RAW RECORDS.
*****
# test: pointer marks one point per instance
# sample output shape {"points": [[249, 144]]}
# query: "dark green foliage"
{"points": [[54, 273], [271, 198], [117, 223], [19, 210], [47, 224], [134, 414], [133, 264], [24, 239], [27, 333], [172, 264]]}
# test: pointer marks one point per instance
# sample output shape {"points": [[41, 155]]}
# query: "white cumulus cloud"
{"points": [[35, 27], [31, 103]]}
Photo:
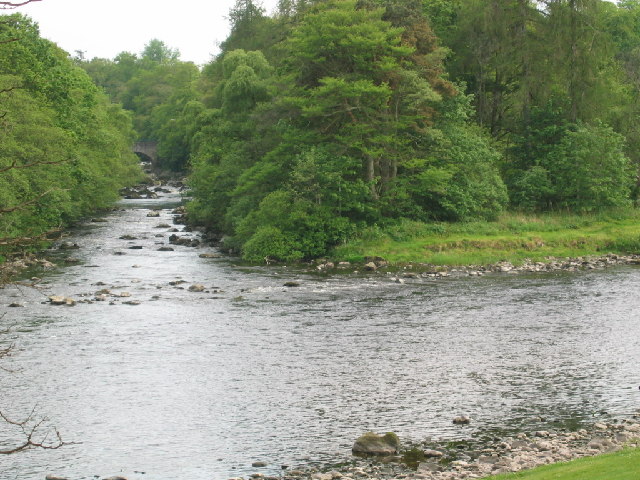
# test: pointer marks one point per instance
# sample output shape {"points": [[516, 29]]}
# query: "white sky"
*****
EXERCISE TASK. Rewrite the text of all the items above as a JSON list of strings, one string per line and no blank lines. Leave the pictures out.

ANSWER TO THE EXERCISE.
[
  "# test: pointer marks one point per instance",
  "# sample output shape {\"points\": [[249, 144]]}",
  "# query: \"dark green foliage\"",
  "{\"points\": [[54, 273], [271, 198], [117, 223], [19, 210], [47, 224], [134, 414], [133, 264], [24, 239], [27, 333], [172, 264]]}",
  "# test: pointer marks one point per instance",
  "# sample output shape {\"points\": [[41, 155]]}",
  "# query: \"white cumulus cloud\"",
  "{\"points\": [[35, 27], [31, 103]]}",
  "Photo:",
  "# test: pointer marks one point per instance",
  "# sample output shape {\"points\": [[516, 29]]}",
  "# query: \"white sky\""
]